◆ **Short problem**:
Rewrite the data from the line with "trace the outline of every instance of the **crouching" through the end, replacing "crouching woman" with "seated figure" and keeping everything else the same.

━━━ Data lines

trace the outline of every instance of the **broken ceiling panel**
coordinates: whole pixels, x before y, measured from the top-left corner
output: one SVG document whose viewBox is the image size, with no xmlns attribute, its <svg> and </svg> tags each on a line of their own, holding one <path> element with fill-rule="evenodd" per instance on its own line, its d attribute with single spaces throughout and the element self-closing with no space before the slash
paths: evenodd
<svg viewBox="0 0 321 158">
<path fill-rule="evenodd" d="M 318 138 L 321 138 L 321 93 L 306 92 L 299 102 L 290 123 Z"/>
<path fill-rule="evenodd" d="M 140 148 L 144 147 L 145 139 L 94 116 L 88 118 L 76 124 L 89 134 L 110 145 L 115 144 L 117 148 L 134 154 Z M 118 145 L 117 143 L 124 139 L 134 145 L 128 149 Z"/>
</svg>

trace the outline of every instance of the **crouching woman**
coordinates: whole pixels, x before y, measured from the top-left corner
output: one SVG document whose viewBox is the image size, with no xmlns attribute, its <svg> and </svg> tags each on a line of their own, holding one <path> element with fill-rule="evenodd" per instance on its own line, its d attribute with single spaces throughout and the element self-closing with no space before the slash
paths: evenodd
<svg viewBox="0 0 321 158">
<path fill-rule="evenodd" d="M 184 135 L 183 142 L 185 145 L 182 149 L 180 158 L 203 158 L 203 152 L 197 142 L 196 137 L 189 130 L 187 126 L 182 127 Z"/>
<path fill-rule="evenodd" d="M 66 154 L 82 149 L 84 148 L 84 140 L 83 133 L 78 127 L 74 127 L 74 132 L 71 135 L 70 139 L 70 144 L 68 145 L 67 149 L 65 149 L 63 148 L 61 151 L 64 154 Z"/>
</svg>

━━━━━━

◆ **Expected answer**:
trace the outline of every instance of the **seated figure**
coordinates: whole pixels, x before y, measured from the top-left corner
output: one SVG document whose viewBox is the image size, with no xmlns attribute, its <svg> and </svg> tags each on a line of their own, holding one <path> element with fill-rule="evenodd" per instance on its own line, its d attribute with single spaces throughout and the element self-closing with no space before the slash
paths: evenodd
<svg viewBox="0 0 321 158">
<path fill-rule="evenodd" d="M 184 135 L 183 142 L 185 145 L 182 149 L 180 158 L 203 158 L 203 152 L 197 142 L 196 137 L 189 130 L 187 126 L 182 127 Z"/>
<path fill-rule="evenodd" d="M 66 154 L 82 149 L 84 148 L 84 140 L 83 133 L 78 127 L 74 127 L 74 132 L 71 135 L 70 139 L 70 144 L 68 145 L 67 149 L 65 149 L 63 148 L 61 151 L 64 154 Z"/>
</svg>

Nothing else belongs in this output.